- _Что сделать_: Отредактируйте данные: выведите их целиком, заменив каждое «every instance» на «each instance». Больше ничего не меняйте.

------ Данные для обработки ------

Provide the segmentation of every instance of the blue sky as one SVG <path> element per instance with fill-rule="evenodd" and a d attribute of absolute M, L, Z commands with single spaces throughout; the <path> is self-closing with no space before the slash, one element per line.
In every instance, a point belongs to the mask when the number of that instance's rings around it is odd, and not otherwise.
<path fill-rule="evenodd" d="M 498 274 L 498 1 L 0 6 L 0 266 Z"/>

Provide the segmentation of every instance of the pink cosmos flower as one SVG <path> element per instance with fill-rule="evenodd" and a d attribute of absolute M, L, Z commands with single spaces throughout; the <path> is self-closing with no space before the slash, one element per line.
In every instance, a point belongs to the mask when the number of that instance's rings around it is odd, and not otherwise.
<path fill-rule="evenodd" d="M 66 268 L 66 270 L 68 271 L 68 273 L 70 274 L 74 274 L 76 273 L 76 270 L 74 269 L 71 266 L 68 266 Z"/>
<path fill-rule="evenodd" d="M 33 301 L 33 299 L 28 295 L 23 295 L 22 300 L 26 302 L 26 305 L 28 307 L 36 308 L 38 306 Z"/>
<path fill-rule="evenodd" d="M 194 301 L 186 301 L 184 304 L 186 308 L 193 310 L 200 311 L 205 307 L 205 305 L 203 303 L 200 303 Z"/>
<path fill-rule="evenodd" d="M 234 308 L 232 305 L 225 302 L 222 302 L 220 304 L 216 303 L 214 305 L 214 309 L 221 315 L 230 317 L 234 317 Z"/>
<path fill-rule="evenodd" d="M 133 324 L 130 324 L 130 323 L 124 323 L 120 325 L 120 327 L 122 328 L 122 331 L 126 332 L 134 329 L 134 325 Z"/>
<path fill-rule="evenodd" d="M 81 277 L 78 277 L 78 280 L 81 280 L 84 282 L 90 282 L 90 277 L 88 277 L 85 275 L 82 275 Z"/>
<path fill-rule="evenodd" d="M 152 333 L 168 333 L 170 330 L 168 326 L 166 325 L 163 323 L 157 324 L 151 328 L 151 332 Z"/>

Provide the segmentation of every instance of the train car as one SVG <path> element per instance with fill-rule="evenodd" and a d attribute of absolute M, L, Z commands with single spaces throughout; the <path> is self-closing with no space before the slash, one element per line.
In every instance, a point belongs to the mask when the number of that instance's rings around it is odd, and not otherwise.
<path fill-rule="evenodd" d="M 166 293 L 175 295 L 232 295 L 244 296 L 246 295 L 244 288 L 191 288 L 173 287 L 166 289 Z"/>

------

- _Результат_:
Provide the segmentation of each instance of the blue sky as one SVG <path> element per instance with fill-rule="evenodd" and a d attribute of absolute M, L, Z commands with single spaces throughout; the <path> is self-closing with no space before the slash, one element per line.
In each instance, a point belongs to the mask when the number of that instance's rings around it is odd, and not otherwise.
<path fill-rule="evenodd" d="M 498 274 L 498 1 L 0 6 L 0 266 Z"/>

Provide the segmentation of each instance of the pink cosmos flower as one SVG <path> element per instance with fill-rule="evenodd" and a d attribute of absolute M, L, Z commands with single spaces throughout; the <path> is self-closing with no space before the slash, one element per line.
In each instance, a point belongs to the mask when the number of that instance's rings around it is odd, and not otherwise.
<path fill-rule="evenodd" d="M 66 268 L 66 270 L 68 271 L 68 273 L 70 274 L 74 274 L 76 273 L 76 270 L 74 269 L 71 266 L 68 266 Z"/>
<path fill-rule="evenodd" d="M 33 301 L 33 299 L 28 295 L 23 295 L 22 300 L 26 302 L 26 305 L 28 307 L 36 308 L 38 306 Z"/>
<path fill-rule="evenodd" d="M 194 301 L 186 301 L 184 304 L 186 308 L 193 310 L 200 311 L 205 307 L 205 305 L 203 303 L 200 303 Z"/>
<path fill-rule="evenodd" d="M 234 308 L 232 305 L 225 302 L 222 302 L 220 304 L 216 303 L 214 305 L 214 309 L 221 315 L 230 317 L 234 317 Z"/>
<path fill-rule="evenodd" d="M 133 324 L 130 324 L 130 323 L 124 323 L 120 325 L 120 327 L 122 328 L 122 331 L 126 332 L 134 329 L 134 325 Z"/>
<path fill-rule="evenodd" d="M 81 277 L 78 277 L 78 280 L 81 280 L 84 282 L 90 282 L 90 277 L 88 277 L 85 275 L 82 275 Z"/>
<path fill-rule="evenodd" d="M 152 333 L 168 333 L 170 330 L 168 326 L 166 325 L 163 323 L 157 324 L 151 328 L 151 332 Z"/>

Provide the segmentation of each instance of the train car as one SVG <path> element per instance with fill-rule="evenodd" and a d attribute of absolute M, L, Z commands with single spaces throughout; the <path> is self-closing with no space before the slash, one element per line.
In each instance, a point belongs to the mask when the number of that instance's rings around it is odd, and not otherwise.
<path fill-rule="evenodd" d="M 166 293 L 175 295 L 232 295 L 244 296 L 246 295 L 244 288 L 191 288 L 173 287 L 166 289 Z"/>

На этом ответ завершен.